** Data for this exercise **
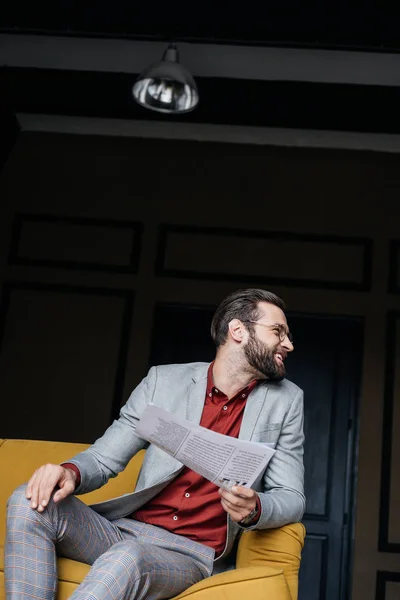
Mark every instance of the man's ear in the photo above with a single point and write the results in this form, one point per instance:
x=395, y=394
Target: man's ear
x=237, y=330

---

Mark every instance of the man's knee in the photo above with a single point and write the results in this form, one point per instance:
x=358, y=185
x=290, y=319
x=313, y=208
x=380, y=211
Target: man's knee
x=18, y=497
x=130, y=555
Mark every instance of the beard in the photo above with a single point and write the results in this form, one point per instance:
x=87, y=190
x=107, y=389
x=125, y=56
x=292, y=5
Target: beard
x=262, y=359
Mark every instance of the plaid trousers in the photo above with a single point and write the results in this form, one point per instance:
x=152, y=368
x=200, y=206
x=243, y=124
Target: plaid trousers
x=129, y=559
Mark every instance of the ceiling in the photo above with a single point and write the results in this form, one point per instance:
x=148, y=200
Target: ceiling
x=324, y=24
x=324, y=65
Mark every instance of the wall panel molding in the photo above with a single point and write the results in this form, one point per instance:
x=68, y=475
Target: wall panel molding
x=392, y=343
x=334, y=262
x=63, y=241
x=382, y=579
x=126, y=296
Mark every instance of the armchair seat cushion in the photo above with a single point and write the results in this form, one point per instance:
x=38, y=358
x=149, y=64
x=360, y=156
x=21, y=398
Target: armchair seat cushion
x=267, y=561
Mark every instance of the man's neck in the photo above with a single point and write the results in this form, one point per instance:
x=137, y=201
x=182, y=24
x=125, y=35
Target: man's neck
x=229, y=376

...

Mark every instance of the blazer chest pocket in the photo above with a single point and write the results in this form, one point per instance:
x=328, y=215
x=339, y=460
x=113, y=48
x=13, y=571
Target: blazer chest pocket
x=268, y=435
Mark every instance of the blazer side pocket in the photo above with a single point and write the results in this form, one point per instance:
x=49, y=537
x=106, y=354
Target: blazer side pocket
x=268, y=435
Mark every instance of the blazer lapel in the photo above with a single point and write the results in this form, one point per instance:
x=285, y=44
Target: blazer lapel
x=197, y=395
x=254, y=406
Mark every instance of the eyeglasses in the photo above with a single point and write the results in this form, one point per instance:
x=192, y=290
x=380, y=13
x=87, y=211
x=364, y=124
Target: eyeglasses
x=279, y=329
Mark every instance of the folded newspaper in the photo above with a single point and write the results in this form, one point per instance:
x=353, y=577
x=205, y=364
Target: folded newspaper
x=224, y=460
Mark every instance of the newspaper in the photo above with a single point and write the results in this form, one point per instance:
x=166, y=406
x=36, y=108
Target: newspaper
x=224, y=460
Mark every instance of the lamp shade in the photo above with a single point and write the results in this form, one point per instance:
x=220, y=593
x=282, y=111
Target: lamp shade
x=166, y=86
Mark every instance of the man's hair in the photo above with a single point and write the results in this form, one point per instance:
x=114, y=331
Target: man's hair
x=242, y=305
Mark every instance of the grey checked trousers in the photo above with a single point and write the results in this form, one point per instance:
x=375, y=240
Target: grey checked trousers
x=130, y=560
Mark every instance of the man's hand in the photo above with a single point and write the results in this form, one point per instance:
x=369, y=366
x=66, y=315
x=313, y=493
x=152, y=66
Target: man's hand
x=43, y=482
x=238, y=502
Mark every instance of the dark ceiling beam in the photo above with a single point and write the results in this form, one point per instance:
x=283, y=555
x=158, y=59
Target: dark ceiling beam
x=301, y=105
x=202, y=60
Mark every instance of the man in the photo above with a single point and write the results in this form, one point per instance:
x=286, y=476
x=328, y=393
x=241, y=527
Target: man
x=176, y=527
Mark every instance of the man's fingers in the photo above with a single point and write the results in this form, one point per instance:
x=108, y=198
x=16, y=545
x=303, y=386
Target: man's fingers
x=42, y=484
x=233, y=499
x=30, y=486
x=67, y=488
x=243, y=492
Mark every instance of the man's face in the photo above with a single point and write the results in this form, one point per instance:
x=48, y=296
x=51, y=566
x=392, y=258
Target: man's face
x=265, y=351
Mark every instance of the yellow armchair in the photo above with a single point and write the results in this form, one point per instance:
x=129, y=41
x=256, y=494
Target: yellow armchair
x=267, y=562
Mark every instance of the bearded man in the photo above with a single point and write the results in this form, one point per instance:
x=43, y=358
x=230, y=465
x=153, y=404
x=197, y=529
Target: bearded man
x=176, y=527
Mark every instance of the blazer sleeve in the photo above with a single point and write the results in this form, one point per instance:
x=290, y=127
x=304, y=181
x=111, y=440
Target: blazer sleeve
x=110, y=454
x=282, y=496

** Work instruction **
Retype exactly the span of lines from the one with "Target: blazer side pocket" through the one with "Mark every instance of the lamp"; include both ends and omit the rest of the material.

** Solution for this exercise **
Target: blazer side pocket
x=268, y=435
Mark every instance of the blazer lapel in the photo above with a single point and write the results in this form, one point per instance:
x=285, y=44
Target: blazer lapel
x=197, y=395
x=254, y=406
Mark every instance of the eyeglasses in the photo above with a single point and write the results in this form, one point per instance:
x=192, y=290
x=380, y=13
x=87, y=211
x=364, y=124
Target: eyeglasses
x=279, y=329
Mark every instance of the folded newspaper in the photo above with a single point and write the results in this form, one point per instance:
x=353, y=577
x=205, y=364
Target: folded newspaper
x=224, y=460
Mark every instance of the newspaper in the photo above with a single point and write the results in this form, one point per instance:
x=166, y=406
x=36, y=108
Target: newspaper
x=224, y=460
Mark every instance of the lamp shade in the photo above with a single point and write the results in this form, one point per instance:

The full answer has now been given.